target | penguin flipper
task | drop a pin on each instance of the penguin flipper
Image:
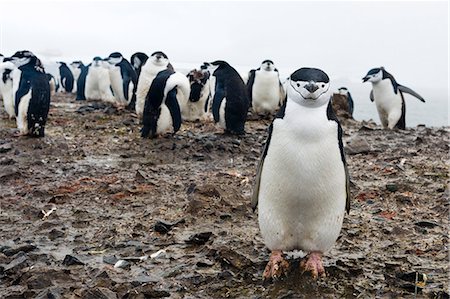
(174, 108)
(411, 92)
(219, 95)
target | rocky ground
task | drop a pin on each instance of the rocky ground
(94, 211)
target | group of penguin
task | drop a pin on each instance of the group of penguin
(302, 181)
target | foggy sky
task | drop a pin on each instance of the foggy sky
(345, 39)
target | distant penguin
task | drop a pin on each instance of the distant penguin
(98, 84)
(123, 80)
(302, 182)
(266, 94)
(164, 103)
(388, 97)
(137, 60)
(157, 62)
(31, 94)
(66, 77)
(198, 104)
(6, 87)
(230, 103)
(52, 82)
(76, 67)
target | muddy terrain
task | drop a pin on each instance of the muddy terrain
(94, 211)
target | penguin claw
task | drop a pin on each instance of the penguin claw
(276, 267)
(313, 264)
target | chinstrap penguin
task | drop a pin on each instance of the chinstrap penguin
(31, 94)
(388, 97)
(198, 104)
(123, 80)
(302, 182)
(265, 91)
(157, 62)
(98, 84)
(66, 77)
(164, 103)
(230, 102)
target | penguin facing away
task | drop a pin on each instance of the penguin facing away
(302, 182)
(388, 97)
(230, 102)
(66, 77)
(6, 87)
(164, 104)
(98, 84)
(157, 62)
(31, 94)
(123, 79)
(266, 93)
(198, 103)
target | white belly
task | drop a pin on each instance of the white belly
(265, 92)
(389, 104)
(302, 191)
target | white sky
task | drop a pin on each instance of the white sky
(345, 39)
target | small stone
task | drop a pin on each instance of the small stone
(71, 260)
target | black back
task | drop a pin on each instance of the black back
(229, 85)
(153, 102)
(67, 79)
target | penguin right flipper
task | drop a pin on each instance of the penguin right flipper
(174, 108)
(219, 95)
(411, 92)
(251, 80)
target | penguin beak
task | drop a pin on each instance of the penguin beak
(311, 87)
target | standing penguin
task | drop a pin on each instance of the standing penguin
(137, 60)
(164, 103)
(31, 94)
(230, 102)
(7, 69)
(157, 62)
(388, 97)
(302, 182)
(123, 80)
(66, 77)
(198, 103)
(98, 84)
(266, 94)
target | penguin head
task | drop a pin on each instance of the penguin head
(309, 87)
(21, 58)
(159, 58)
(267, 65)
(374, 75)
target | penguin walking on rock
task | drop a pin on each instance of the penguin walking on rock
(31, 94)
(123, 80)
(266, 93)
(164, 103)
(98, 84)
(198, 103)
(302, 182)
(66, 77)
(388, 97)
(6, 87)
(230, 102)
(157, 62)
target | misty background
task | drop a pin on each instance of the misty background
(343, 38)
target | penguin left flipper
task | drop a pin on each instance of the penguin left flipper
(411, 92)
(174, 108)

■ ■ ■ ■

Write out again only the stretch from the line containing "target | misty background" through the end of the material, both ends included, keeping every line. Multiply each coordinate in the pinned points by 2.2 and round it to a whole number, with halves rounded up.

# Exercise result
target | misty background
task | drop a pin on each instance of the misty background
(755, 84)
target | penguin left flipper
task | drop a pin on each instance of the penguin left flipper
(904, 202)
(383, 238)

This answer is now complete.